> _INSTRUCTIONS TO FOLLOW_
Reproduce every entry exactly as shown.

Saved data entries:
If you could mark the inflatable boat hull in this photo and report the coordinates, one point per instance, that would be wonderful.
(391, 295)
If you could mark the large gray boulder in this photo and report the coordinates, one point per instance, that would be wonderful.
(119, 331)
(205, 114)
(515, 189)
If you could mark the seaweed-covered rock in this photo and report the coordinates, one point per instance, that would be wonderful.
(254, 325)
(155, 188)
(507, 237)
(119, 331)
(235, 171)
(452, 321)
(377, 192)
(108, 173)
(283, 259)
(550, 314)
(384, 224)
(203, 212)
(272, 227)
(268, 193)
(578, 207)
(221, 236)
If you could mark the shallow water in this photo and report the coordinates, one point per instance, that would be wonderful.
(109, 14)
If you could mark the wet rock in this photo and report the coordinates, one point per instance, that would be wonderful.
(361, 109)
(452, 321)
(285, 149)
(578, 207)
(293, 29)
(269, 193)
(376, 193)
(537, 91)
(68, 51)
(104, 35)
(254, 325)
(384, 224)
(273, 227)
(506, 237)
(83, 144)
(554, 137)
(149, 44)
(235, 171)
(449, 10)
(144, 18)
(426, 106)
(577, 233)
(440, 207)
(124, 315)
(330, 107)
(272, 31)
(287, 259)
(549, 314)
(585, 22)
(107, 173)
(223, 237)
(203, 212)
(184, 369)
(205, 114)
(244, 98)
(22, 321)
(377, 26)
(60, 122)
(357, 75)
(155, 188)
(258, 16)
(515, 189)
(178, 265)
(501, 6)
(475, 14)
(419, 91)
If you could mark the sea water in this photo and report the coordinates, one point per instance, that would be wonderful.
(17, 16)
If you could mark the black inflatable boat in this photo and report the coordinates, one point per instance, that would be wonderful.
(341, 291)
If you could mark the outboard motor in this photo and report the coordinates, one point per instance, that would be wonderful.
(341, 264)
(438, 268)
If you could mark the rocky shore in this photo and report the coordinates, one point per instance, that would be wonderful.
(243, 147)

> _EXERCISE RESULT_
If you could mark the inflatable boat hull in this photo and report the coordinates, one point per instance, that would be wonderful.
(391, 295)
If you could mark the large gray boulder in this photo and report the coordinates, one point per instance, that would be wonderful.
(119, 331)
(205, 114)
(515, 189)
If you could mark the seaweed-covered rock in this photo and report the coordinates, one point per instance, that would be wonderful.
(254, 325)
(155, 188)
(507, 237)
(119, 331)
(235, 171)
(452, 321)
(377, 192)
(108, 173)
(283, 259)
(550, 314)
(384, 224)
(203, 212)
(272, 227)
(268, 193)
(578, 207)
(221, 236)
If you could mark the shallow water in this photo and report the coordinates, one point per instance, that would be wonderful.
(109, 14)
If you could mark the wet rock in this photo and report the coordinates, one point per instance, that would be wonderful.
(361, 109)
(452, 321)
(285, 149)
(578, 207)
(293, 29)
(269, 193)
(376, 193)
(537, 91)
(68, 51)
(104, 35)
(254, 325)
(384, 224)
(273, 227)
(506, 237)
(83, 144)
(554, 137)
(149, 44)
(235, 171)
(449, 10)
(144, 18)
(426, 106)
(577, 233)
(440, 207)
(124, 315)
(330, 107)
(272, 31)
(287, 259)
(549, 314)
(585, 22)
(107, 173)
(223, 237)
(203, 212)
(184, 369)
(205, 114)
(244, 98)
(22, 321)
(377, 26)
(60, 122)
(357, 75)
(155, 188)
(258, 16)
(515, 189)
(178, 265)
(501, 6)
(475, 14)
(419, 91)
If you could mark the sea water in this photo and report the coordinates, one point per instance, that would be wonderful.
(17, 16)
If you could mark the black inflatable boat in this photo and report the coordinates, one point per instance, that would be wonderful.
(341, 291)
If you could mark the outboard motor in this photo and report the coordinates, one point per instance, that would be wonderful.
(341, 264)
(438, 268)
If you could mark the rocky shore in this photo and report the coordinates, one point per instance, that would be wonderful.
(243, 147)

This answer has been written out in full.